▶ WORK TASK
Each line of the material holding the word "building" must be identified and copied.

--*--

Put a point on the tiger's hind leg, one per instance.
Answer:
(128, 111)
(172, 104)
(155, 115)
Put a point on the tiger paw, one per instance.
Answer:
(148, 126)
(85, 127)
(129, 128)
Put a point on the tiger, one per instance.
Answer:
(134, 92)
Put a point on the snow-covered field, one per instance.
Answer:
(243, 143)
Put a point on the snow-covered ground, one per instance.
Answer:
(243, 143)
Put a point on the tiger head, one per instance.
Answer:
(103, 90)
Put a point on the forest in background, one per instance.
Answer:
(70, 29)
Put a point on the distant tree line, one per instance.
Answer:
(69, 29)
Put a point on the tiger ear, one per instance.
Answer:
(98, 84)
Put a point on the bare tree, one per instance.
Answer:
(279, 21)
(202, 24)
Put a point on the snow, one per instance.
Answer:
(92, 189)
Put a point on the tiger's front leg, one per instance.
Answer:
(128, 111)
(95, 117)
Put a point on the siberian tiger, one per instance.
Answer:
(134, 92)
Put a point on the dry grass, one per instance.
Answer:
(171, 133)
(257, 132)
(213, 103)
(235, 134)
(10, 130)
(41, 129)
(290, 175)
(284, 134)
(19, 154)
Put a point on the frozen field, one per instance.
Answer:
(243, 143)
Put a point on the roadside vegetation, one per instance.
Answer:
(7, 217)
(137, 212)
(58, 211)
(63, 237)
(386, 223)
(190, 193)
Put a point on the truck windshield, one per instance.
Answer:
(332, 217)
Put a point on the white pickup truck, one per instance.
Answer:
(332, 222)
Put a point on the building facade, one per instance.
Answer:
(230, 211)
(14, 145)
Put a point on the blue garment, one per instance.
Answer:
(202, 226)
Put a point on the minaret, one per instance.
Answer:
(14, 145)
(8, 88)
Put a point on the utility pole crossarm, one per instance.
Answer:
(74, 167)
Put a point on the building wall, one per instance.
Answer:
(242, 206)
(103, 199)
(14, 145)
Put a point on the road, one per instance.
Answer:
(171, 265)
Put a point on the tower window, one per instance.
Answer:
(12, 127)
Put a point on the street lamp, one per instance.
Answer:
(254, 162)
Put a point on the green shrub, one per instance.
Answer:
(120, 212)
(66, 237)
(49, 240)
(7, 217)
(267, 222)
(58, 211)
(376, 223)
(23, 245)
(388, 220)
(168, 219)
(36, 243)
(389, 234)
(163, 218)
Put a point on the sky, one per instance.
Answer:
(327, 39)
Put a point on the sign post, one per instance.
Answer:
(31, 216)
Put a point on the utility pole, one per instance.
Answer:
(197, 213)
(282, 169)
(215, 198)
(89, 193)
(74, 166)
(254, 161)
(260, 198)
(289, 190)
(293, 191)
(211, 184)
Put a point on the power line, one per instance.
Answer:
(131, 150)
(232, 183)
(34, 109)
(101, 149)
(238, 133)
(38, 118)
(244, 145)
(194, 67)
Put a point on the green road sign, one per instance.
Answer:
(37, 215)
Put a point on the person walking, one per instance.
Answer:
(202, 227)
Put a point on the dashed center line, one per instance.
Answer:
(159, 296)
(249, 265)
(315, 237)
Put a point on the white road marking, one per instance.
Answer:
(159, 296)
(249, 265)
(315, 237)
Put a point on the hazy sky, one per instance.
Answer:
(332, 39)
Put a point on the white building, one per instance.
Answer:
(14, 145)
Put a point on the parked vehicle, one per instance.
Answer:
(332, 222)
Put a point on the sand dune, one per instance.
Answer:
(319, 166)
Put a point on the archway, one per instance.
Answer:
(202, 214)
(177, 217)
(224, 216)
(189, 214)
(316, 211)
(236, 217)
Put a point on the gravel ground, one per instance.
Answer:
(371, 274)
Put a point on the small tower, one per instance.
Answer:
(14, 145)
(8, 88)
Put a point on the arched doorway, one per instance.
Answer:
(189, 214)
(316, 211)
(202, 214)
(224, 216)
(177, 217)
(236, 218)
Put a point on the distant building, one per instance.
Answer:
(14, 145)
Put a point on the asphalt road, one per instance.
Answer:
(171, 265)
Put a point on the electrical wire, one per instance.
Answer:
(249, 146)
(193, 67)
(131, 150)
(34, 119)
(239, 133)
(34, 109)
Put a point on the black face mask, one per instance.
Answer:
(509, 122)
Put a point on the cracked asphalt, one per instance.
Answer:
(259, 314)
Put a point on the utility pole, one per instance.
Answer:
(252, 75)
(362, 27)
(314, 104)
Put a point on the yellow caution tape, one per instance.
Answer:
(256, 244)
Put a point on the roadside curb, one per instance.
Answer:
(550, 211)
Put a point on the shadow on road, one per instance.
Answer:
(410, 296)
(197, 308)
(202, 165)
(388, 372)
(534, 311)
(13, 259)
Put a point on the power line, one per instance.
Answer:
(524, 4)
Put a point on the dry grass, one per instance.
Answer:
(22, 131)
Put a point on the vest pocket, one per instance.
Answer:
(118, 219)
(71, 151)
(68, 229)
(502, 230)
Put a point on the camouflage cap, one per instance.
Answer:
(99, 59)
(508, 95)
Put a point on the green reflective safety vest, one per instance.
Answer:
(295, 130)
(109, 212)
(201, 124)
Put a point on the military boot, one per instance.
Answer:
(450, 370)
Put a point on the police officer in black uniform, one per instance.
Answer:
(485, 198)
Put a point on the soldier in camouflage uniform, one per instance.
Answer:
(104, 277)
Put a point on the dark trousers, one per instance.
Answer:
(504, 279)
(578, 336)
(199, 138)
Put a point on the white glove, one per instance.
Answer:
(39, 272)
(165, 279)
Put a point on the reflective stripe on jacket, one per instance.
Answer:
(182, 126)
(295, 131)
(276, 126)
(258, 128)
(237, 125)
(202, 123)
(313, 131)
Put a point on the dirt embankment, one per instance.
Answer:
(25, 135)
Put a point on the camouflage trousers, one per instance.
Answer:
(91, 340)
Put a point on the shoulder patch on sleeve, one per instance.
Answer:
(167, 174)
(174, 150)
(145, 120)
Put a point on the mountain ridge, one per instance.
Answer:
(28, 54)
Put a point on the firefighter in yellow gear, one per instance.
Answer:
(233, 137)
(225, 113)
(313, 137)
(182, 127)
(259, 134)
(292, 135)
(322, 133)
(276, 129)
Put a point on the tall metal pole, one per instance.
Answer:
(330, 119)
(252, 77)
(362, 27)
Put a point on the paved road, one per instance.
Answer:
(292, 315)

--*--

▶ WRITTEN RESPONSE
Put a point on the building facade, one per instance.
Put a point on the building wall, one per instance.
Put a point on the white building, one per instance.
Put a point on the distant building, one per instance.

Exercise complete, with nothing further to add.